**What the task asks**.
Your task is to output all the records below, word for word.

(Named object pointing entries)
"""
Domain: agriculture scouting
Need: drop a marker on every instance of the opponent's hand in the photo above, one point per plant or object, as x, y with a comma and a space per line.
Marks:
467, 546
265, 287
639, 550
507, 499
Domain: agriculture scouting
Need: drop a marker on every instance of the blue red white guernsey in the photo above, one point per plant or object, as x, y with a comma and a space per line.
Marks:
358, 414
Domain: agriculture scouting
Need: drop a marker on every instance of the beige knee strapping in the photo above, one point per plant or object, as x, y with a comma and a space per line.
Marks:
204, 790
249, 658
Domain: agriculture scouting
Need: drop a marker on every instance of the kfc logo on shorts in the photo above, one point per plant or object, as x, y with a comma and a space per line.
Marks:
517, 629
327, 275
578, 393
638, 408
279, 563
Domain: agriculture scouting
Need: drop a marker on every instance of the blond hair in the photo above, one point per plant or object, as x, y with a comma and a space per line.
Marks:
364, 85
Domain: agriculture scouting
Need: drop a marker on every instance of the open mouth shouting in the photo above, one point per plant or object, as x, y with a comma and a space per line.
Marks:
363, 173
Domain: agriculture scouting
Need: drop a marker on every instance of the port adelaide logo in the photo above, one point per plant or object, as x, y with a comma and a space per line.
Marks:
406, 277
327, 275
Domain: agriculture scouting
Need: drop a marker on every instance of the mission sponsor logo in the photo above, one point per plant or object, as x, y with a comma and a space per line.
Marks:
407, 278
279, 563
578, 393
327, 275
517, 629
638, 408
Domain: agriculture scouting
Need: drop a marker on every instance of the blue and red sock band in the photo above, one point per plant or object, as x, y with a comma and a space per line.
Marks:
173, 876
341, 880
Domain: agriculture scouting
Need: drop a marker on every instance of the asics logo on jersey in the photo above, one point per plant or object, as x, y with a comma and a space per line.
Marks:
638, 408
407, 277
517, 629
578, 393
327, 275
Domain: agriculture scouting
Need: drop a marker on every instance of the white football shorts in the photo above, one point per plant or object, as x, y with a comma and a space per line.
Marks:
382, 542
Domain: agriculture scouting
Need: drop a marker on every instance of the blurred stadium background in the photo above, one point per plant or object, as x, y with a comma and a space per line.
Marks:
"""
**The result**.
Domain: agriculture scouting
Need: drop a marker on every instance of the opponent's hand in the photo above, one point per plant or object, as x, y with a comma and a space per line.
Marks:
467, 546
265, 287
639, 550
507, 499
Domain: agriculture scouting
Need: drop a marker on every instance of the blue red white guernsey in the photo above, one point per plant or object, as x, y with a comma and a space per line.
Marks:
358, 414
Domain: agriculture scouting
Need: drop a marker on every instance of the beige knee strapping in the photo above, one point per plant or object, as x, y with a comma and a space per line.
Marks:
204, 790
249, 658
Domain: agriculture scouting
Need: drop a marker on every instance of the kfc logo on shorts in the photo above, one point per plant or object, as x, y with a comma and a space per line.
Marks:
517, 629
327, 275
578, 393
638, 408
279, 563
Domain: agriculture scouting
Need: drop a marker on every instance of the blond hair in the photo above, one point per plant or object, as x, y with a comma and a space per line.
Marks:
364, 85
Domain: agriculture scouting
Need: drop a marker on every instance of the open mouth shouting in the photo above, one point per plant or object, as x, y with a comma and a space per line.
Marks:
363, 173
Domain: agriculture scouting
Need: drop a marker on every instance of the port adelaide logo in the photo above, one point per plant or object, as x, y with a comma and a space per line.
Marks:
406, 277
327, 275
Domain: agriculture scouting
Need: drop a marker on every instance of the mission sponsor logo in the photo above, one point per plant or object, as x, y with a comma and a space per line.
Marks:
407, 278
279, 563
578, 393
327, 275
517, 629
638, 408
Domain: agriculture scouting
Need: drop a marker on every instance of the blue and red sock band in the photo above, one point per plant or object, as x, y with a comma and a space per line.
Marks:
173, 876
341, 880
Domain: agriculture scouting
Need: drop a marker on every instance of the asics logo on jersey in the photo above, one point per plant or object, as x, y with a comma and a space per line.
Marks:
638, 408
407, 277
517, 629
578, 393
327, 275
Domain: agriculture scouting
Need: drop a marker on every instance of the white football shorts in the photo above, one point per plant or object, as x, y with a comma and a space per line.
Marks:
382, 542
Domain: agriculture scouting
Need: drop a marker on every instance of the blurred stadium background in the photo above, one point per plant or object, as x, y with a comma and a space per line.
Marks:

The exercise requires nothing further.